* begin *

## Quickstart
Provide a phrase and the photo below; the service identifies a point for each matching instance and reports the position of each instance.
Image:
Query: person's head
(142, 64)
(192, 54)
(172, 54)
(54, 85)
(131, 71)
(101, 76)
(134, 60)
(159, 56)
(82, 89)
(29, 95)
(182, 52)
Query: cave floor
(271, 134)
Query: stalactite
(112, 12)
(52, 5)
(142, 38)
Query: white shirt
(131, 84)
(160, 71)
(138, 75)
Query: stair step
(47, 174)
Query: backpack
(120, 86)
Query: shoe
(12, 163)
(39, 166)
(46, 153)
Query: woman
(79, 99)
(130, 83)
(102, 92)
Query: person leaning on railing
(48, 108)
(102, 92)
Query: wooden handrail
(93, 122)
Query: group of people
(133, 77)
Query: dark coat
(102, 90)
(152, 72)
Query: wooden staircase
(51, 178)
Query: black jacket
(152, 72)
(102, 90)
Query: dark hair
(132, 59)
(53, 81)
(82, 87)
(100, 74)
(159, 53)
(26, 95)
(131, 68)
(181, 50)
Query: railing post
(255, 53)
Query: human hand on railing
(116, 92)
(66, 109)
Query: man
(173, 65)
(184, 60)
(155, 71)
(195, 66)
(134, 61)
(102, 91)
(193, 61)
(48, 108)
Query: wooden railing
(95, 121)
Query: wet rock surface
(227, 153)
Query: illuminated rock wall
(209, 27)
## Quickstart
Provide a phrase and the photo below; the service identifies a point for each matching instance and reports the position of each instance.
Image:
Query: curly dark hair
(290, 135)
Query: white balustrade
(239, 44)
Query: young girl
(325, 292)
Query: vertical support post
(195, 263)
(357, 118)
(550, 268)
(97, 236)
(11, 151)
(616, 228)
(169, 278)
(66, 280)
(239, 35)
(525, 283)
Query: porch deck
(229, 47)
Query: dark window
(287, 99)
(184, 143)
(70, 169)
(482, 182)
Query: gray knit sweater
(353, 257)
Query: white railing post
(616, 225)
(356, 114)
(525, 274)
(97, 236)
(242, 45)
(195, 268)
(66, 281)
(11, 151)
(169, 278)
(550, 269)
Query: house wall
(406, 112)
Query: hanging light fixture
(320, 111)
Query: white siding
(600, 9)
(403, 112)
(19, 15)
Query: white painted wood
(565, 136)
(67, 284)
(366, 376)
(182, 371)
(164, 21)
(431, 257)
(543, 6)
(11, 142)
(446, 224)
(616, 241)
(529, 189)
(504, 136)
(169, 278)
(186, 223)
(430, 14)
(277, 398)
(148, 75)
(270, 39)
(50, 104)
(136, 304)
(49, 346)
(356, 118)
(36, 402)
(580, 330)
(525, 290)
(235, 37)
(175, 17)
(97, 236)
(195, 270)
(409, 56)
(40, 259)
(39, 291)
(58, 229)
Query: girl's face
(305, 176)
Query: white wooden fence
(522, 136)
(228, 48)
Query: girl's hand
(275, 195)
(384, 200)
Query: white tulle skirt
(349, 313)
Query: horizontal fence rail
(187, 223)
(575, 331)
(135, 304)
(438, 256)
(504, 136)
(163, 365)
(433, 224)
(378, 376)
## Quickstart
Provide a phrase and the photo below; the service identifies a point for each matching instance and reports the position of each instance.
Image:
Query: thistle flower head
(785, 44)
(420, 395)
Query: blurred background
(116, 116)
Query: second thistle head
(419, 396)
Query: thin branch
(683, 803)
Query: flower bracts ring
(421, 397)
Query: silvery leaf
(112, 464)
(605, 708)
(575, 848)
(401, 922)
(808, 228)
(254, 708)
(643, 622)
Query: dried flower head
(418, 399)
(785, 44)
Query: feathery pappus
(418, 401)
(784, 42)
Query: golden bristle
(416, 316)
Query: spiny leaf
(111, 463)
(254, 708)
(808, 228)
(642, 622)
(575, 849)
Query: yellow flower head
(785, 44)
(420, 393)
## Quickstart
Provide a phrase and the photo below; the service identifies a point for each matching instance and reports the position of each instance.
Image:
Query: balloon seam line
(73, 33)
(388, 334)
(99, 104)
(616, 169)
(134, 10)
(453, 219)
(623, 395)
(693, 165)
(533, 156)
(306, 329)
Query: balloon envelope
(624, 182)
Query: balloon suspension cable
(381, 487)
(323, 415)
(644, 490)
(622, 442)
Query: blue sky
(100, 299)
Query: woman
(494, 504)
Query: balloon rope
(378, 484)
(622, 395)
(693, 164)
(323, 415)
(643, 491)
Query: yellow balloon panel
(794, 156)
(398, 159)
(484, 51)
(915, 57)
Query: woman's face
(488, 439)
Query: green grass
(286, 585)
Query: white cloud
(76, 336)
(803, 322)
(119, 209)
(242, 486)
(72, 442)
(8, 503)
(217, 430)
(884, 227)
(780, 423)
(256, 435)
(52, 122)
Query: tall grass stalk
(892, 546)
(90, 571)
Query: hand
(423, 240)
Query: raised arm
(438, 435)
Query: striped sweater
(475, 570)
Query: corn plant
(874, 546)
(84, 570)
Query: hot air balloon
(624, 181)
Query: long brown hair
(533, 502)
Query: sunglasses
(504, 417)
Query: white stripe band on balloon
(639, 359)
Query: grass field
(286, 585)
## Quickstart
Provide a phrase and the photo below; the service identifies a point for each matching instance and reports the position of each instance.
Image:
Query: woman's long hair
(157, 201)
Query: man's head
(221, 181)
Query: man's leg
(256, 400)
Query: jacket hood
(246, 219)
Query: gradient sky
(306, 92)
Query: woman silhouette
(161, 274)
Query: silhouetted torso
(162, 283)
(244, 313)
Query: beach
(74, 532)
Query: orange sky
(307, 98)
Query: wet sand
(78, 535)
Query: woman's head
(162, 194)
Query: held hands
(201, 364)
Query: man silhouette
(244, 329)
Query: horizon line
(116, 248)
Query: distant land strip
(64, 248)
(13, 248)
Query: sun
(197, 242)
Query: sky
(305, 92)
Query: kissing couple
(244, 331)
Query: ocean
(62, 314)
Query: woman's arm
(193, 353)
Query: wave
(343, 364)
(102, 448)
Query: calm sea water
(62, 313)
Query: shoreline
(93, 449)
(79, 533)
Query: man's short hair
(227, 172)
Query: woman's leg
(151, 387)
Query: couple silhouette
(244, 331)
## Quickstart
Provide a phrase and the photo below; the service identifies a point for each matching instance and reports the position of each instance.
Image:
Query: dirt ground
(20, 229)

* end *

Rewrite the stretch of the data from the line containing "Query: wave" through the end of the data, keeping every line in order and increasing each point coordinate by 72.

Query: wave
(415, 436)
(174, 520)
Query: calm sea water
(134, 385)
Query: shoreline
(165, 521)
(151, 605)
Query: man's short hair
(299, 244)
Query: woman's leg
(223, 459)
Query: couple silhouette
(316, 403)
## Quickstart
Provide a phrase and the photo below; the service identifies a point for each matching instance and reports the position of each instance.
Image:
Query: dirt ground
(92, 301)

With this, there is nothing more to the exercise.